■ TEXT TO READ

________________________

Eko Club members on warpath over constitution review

By Tope Templer Olaiya, Assistant Lagos City Editor

ATTEMPTS to engineer a change in one of the leading social clubs in Lagos, the Eko Club, is causing bad blood and tension amongst members, The Guardian can authoritatively confirm.
   The bone of contention is the bid by the outgoing executive to rewrite the constitution and tinker with the mode of electing/appointing new executive members. The current constitution of the club, which was last amended in April 1, 2008, is the fifth edition.
   For over five months, there has been raging debate among club members on whether presidents and vice presidents should continue to be elected through democratic systems or by means of selection by a few elders who are trustees and past presidents of the club.
   However, the attempt to seek for an alternative arrangement to the election of presidents is presently tearing the family club, established in 1974, apart.

________________________

■ LISTED ENTRIES
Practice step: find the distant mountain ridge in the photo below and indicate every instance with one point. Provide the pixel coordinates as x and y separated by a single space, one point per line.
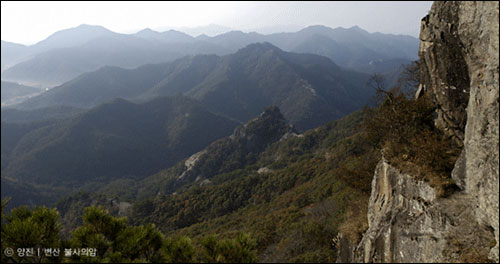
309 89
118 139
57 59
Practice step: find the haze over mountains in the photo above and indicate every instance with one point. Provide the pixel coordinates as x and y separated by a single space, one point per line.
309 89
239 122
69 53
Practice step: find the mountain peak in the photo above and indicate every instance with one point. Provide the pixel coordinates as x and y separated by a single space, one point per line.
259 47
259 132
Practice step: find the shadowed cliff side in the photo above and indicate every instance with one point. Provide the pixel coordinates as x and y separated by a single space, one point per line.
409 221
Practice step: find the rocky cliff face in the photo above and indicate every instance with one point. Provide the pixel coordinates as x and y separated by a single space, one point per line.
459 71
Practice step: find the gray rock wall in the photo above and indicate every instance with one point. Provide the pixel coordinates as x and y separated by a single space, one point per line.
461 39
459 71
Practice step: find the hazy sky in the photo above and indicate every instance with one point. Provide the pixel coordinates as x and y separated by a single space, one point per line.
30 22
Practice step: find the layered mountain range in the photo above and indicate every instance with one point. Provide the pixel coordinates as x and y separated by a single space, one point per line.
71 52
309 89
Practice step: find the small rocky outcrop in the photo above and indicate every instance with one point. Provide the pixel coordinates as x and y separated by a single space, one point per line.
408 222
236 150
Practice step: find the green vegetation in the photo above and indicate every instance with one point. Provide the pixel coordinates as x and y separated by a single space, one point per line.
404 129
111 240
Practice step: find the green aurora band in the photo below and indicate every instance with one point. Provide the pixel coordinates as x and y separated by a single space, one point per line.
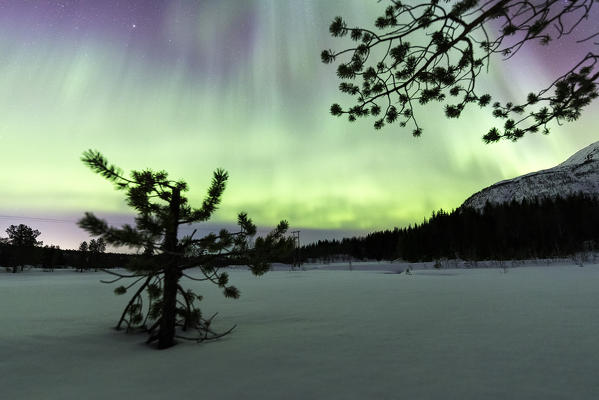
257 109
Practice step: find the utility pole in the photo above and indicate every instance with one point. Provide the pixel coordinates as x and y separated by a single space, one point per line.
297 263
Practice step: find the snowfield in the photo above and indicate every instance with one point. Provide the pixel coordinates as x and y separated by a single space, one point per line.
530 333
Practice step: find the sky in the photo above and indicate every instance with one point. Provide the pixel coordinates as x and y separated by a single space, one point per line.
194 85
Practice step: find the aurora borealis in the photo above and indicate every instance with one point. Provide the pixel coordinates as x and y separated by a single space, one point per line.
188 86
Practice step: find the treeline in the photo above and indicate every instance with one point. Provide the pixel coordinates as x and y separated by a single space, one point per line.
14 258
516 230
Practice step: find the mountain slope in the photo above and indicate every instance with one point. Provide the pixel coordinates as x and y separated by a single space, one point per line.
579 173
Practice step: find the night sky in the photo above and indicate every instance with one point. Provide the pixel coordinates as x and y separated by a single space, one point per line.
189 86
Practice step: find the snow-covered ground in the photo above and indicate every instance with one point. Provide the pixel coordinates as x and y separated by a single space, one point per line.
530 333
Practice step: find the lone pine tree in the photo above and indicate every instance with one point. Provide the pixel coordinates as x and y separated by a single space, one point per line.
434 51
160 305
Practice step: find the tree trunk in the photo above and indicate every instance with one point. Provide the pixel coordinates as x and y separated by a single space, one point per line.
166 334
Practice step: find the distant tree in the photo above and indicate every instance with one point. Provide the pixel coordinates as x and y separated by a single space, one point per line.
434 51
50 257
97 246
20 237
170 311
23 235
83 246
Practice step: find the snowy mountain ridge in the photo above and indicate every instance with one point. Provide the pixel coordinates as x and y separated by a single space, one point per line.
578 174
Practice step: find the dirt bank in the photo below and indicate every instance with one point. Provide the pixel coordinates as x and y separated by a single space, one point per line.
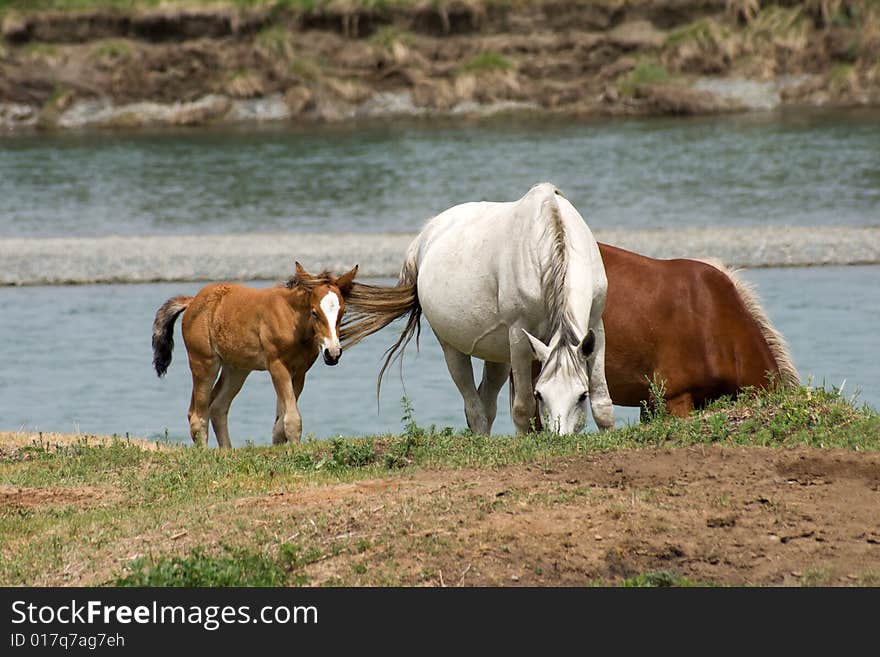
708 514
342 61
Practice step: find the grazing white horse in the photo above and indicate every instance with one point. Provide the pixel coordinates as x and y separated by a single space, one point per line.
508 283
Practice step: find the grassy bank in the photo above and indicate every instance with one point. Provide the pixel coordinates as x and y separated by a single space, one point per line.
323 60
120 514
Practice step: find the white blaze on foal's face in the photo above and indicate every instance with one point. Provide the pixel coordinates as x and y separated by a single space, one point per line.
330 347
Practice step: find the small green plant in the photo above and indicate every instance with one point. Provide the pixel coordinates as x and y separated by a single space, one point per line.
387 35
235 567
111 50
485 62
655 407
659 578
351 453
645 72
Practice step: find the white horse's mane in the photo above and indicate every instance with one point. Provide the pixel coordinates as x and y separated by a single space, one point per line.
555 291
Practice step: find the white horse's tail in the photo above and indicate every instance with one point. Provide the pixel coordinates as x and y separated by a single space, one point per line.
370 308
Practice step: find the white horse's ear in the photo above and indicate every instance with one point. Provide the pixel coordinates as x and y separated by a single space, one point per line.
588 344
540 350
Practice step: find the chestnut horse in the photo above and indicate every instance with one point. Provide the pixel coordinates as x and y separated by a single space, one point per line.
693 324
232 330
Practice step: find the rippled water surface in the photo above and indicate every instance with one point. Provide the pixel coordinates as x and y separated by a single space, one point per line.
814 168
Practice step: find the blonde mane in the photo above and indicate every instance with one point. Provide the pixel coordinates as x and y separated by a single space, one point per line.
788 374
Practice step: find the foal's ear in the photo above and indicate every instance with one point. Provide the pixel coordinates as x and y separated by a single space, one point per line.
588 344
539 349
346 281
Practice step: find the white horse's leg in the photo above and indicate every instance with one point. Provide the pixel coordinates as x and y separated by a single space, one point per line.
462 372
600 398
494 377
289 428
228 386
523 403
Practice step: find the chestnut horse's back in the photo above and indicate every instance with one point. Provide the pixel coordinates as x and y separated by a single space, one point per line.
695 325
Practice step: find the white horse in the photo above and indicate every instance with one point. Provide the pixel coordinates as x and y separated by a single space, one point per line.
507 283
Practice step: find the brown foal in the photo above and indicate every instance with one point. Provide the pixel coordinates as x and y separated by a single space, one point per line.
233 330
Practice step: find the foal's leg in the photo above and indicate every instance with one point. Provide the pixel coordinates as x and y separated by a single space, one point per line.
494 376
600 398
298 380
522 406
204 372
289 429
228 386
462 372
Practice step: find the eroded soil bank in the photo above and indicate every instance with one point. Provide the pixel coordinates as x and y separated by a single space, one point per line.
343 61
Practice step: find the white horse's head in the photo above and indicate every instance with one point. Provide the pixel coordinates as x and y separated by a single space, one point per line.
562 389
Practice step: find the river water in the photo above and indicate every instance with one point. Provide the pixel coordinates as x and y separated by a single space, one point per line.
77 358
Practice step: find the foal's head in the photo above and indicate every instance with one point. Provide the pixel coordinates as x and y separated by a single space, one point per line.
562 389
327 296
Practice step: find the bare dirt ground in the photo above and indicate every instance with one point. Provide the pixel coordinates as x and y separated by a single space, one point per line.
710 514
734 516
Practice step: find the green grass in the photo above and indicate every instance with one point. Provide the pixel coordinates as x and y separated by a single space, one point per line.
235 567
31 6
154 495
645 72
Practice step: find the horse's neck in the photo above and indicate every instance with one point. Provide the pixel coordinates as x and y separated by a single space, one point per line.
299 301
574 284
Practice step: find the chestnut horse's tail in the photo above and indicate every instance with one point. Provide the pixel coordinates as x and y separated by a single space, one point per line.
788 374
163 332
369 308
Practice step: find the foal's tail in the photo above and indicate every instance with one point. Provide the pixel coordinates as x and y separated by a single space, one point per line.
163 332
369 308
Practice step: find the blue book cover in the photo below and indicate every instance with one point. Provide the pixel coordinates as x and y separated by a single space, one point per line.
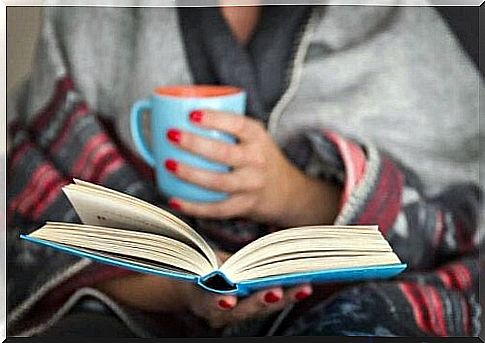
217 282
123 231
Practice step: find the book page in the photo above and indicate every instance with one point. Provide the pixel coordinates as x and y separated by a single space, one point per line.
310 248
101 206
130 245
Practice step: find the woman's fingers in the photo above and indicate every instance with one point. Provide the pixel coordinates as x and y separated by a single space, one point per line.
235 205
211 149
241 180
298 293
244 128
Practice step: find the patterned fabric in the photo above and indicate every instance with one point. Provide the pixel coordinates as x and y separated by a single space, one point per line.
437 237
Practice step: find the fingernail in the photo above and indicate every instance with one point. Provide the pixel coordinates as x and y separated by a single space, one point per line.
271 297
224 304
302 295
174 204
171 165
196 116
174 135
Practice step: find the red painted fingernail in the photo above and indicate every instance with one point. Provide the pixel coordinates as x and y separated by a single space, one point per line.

________________________

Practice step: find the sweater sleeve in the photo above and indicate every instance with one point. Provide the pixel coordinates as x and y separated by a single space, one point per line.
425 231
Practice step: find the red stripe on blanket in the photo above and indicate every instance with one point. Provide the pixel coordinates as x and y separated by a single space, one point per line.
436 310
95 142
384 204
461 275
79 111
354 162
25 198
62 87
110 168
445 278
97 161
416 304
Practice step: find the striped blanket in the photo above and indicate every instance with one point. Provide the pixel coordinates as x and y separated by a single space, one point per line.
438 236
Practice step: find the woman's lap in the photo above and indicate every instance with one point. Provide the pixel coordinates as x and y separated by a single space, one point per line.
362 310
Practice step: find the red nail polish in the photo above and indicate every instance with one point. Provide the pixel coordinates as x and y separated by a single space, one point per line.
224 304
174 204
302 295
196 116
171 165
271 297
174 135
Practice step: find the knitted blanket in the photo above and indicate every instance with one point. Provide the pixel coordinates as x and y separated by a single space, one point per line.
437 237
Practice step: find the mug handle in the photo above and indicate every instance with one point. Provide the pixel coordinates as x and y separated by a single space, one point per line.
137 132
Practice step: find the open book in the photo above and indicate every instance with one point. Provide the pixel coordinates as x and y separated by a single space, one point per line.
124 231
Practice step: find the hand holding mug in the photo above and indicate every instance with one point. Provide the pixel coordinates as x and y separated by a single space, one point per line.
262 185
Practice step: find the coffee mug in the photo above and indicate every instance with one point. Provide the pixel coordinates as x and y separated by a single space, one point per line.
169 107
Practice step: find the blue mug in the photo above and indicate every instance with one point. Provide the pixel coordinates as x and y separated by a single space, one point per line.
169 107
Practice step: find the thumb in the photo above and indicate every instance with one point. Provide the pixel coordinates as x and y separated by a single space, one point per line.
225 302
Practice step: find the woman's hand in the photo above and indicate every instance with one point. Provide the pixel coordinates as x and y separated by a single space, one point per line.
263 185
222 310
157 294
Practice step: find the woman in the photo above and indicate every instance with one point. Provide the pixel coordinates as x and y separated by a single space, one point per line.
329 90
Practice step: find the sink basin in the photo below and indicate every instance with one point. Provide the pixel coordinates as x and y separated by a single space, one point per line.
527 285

________________________

■ OBJECTIVE
Extend the Eko Club article past its last sentence. The lines above have no connection to the Eko Club article.

■ ANSWER
   Past Presidents of Eko Club include Chief Rasheed Alaba Williams (1975-1977); late Alhaji G. Akanbi Danmola (1978-1980); Chief A. Fatai Dawodu MFR (1981-1983); late Alhaji Waheed O. Gbajumo (1984-1986); Alhaji A. G. Williams, (1987-1989); and late Alhaji M.A Pampam (1990-1993).
   Others are Chief S. Adebodun Williams (1993-1995); Arch W.A. Adebiyi (1995-1997); Engr. Mutiu O. Gbajumo (1997-1999); Alhaji M.M Ashorobi (1999-2001); Omo-Oba Murphy A. Adetoro (2001-2003); and Alhaji S.A Anjorin,  (2003-2005) among other prominent Lagosians.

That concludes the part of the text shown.